§ Exercise task
Reproduce word for word the part of the passage about the Cooper and Colbert interview that lies between "Yes, and then" and "means we suffer.", inclusive.

§ Selected excerpt
- - - - -

In the interview, Cooper asks Colbert, “You told an interviewer that you have learned to, in your words, love the thing that I most wish had not happened. You went on to say what punishments of God are not gifts. Do you really believe that?”

Colbert answers, "Yes. It's a gift to exist. And with existence comes suffering."

Yes, and then explains what he means by this. Certainly the pain was terrible. Of course he would rather it not have happened. It had happened, just as terrible things happen to all of us. We endure, we keep going, we live with the pain, we are changed by it. Our existing means we suffer.

"What punishments of God are not really gifts."

The interview was from 2019. Anderson and Stephen talked about it again in 2022 on Cooper's podcast All There Is with Anderson Cooper, S1E2

I originally saw the tiktok excerpt a while ago, unsurprising as the interview and its sequel happened years ago, but had come across it again a few weeks ago. It happened in a moment of openness. The catch of Cooper's voice, the answer of yes, the recognition of suffering and grief, all of them hit me hard, goosebumps everywhere.

- - - - -

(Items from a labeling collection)
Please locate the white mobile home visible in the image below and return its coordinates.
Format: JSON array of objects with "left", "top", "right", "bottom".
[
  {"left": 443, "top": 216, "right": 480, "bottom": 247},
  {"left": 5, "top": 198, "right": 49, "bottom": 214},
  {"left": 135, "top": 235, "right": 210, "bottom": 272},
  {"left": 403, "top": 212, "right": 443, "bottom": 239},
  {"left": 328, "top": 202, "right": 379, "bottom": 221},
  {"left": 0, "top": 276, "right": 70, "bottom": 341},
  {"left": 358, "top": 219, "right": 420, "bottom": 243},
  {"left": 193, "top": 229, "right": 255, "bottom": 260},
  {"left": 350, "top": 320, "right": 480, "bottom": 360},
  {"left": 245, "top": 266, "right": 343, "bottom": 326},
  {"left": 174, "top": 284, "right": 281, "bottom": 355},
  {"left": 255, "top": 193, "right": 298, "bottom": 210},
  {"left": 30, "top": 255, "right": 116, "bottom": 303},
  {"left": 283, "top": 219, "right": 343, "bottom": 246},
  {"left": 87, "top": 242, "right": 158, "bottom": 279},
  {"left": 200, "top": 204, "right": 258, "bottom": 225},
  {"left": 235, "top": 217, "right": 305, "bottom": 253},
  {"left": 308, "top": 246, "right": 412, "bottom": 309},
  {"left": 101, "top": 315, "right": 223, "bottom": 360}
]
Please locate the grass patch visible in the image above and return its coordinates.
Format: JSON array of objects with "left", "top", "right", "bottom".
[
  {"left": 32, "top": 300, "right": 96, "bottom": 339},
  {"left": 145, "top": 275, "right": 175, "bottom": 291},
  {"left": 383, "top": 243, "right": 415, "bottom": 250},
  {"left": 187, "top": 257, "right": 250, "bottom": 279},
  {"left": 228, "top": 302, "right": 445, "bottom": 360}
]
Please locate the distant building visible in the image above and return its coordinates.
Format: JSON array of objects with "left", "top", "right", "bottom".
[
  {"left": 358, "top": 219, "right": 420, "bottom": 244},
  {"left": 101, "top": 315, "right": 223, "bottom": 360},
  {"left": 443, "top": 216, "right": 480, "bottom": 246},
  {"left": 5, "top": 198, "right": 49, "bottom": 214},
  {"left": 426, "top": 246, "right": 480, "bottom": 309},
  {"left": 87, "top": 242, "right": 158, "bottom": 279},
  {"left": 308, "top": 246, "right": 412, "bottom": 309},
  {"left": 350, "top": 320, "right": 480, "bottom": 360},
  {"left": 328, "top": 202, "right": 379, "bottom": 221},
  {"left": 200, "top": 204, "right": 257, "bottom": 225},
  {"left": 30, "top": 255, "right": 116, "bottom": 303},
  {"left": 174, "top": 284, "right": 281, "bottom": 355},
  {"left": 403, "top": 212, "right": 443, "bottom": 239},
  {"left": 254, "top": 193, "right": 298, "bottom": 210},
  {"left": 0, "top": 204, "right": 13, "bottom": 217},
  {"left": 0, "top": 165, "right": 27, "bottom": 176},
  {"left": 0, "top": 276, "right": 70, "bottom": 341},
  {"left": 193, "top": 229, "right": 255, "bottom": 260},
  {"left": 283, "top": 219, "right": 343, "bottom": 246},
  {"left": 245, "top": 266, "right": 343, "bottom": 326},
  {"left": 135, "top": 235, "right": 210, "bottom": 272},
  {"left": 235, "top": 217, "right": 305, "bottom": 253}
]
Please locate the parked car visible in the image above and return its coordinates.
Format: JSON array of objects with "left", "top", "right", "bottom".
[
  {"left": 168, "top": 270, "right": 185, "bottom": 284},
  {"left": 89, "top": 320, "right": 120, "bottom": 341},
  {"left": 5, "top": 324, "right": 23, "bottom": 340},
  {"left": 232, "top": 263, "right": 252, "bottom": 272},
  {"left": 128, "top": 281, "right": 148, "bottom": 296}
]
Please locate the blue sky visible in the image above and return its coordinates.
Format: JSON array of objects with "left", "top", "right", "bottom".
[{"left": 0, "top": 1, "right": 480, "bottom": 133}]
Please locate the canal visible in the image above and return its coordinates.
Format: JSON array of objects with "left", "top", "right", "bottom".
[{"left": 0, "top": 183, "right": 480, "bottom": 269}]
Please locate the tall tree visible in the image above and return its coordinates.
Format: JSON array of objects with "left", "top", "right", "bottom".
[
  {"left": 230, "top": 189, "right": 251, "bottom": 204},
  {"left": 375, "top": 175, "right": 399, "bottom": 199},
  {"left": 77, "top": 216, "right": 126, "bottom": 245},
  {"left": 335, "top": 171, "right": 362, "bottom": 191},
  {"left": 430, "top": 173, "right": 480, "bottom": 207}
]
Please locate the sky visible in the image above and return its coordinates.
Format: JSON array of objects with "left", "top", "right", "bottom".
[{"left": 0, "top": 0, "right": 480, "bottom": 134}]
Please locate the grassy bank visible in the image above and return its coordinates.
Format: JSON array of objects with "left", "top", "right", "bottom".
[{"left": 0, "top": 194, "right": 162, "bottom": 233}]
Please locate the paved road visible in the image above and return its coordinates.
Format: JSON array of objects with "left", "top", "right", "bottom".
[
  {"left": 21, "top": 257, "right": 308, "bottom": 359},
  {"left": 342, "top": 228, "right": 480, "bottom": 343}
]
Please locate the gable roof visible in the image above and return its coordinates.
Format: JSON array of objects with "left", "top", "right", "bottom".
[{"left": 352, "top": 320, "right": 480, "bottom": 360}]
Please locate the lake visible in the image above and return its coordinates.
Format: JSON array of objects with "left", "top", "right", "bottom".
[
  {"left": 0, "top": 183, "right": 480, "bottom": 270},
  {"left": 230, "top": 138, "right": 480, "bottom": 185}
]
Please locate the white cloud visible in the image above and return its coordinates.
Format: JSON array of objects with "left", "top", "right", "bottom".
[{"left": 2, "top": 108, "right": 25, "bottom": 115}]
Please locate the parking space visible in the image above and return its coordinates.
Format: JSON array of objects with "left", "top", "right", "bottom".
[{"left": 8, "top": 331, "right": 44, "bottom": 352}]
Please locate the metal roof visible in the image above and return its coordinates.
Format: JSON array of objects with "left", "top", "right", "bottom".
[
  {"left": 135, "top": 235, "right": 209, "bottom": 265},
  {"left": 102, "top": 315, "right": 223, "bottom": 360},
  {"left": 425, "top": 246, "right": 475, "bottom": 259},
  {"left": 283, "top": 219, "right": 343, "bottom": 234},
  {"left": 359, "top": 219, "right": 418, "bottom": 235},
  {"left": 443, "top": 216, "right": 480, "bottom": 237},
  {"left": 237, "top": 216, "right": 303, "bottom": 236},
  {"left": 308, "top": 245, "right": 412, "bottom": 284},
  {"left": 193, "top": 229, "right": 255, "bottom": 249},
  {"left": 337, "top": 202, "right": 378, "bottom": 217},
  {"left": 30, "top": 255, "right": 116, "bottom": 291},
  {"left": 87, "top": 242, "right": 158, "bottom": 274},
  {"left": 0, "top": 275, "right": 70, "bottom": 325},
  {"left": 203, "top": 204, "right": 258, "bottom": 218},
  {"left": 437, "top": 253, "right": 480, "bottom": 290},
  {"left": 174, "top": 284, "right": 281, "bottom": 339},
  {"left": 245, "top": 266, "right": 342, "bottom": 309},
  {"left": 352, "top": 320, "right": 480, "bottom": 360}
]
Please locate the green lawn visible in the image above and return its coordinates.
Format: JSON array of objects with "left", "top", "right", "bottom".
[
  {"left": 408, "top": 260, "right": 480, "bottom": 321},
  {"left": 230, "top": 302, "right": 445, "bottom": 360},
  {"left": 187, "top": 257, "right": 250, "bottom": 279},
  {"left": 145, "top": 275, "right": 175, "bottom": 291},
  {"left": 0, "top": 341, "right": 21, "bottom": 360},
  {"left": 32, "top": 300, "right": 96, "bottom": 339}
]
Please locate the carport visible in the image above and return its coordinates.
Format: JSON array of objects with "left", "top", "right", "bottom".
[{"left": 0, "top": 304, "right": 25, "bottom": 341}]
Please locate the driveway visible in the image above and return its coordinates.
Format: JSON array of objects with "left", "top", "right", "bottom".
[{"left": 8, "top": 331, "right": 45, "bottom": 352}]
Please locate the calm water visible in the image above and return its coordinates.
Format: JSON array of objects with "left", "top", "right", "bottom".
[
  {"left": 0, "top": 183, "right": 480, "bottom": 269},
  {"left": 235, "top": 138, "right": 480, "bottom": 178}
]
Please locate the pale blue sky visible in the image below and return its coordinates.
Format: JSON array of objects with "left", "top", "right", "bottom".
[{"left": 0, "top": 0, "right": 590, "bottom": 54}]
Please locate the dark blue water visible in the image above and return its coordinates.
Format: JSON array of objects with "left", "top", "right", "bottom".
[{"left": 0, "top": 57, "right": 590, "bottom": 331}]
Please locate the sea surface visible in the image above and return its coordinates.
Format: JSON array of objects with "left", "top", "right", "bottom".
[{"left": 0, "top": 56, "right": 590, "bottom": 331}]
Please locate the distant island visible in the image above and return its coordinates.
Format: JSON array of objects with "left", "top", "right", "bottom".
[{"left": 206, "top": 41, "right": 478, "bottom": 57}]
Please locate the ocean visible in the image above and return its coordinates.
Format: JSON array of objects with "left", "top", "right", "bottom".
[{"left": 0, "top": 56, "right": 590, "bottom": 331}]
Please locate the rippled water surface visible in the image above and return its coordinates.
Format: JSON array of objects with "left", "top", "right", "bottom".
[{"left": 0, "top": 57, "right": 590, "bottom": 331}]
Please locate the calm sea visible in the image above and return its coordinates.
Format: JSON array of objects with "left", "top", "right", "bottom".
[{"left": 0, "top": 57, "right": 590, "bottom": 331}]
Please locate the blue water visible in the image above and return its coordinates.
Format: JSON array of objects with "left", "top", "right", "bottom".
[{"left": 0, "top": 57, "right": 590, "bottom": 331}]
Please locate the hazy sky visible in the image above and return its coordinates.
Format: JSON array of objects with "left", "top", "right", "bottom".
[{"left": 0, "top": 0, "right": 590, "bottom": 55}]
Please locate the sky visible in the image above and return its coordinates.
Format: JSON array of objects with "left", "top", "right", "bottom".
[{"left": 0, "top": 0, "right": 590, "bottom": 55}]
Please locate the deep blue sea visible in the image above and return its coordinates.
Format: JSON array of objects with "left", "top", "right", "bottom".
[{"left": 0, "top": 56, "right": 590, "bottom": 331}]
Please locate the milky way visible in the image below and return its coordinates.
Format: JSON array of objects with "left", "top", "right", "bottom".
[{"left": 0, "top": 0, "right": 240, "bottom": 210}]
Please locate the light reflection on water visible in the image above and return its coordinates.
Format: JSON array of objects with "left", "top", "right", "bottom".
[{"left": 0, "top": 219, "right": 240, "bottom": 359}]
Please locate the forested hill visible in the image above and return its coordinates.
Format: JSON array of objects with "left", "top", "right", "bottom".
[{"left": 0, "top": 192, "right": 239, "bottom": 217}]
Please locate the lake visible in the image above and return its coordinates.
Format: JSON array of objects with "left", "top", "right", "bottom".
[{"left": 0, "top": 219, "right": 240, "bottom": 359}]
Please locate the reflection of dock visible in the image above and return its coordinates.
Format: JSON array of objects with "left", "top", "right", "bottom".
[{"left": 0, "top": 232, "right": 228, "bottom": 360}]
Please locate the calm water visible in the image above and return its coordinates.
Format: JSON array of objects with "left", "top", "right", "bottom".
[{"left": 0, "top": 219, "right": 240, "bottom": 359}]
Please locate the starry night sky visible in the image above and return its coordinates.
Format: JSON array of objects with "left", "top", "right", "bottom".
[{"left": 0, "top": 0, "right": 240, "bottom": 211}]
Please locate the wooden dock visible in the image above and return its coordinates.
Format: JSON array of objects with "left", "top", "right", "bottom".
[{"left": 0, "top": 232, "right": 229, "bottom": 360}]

- - - - -

§ The output
Yes, and then explains what he means by this. Certainly the pain was terrible. Of course he would rather it not have happened. It had happened, just as terrible things happen to all of us. We endure, we keep going, we live with the pain, we are changed by it. Our existing means we suffer.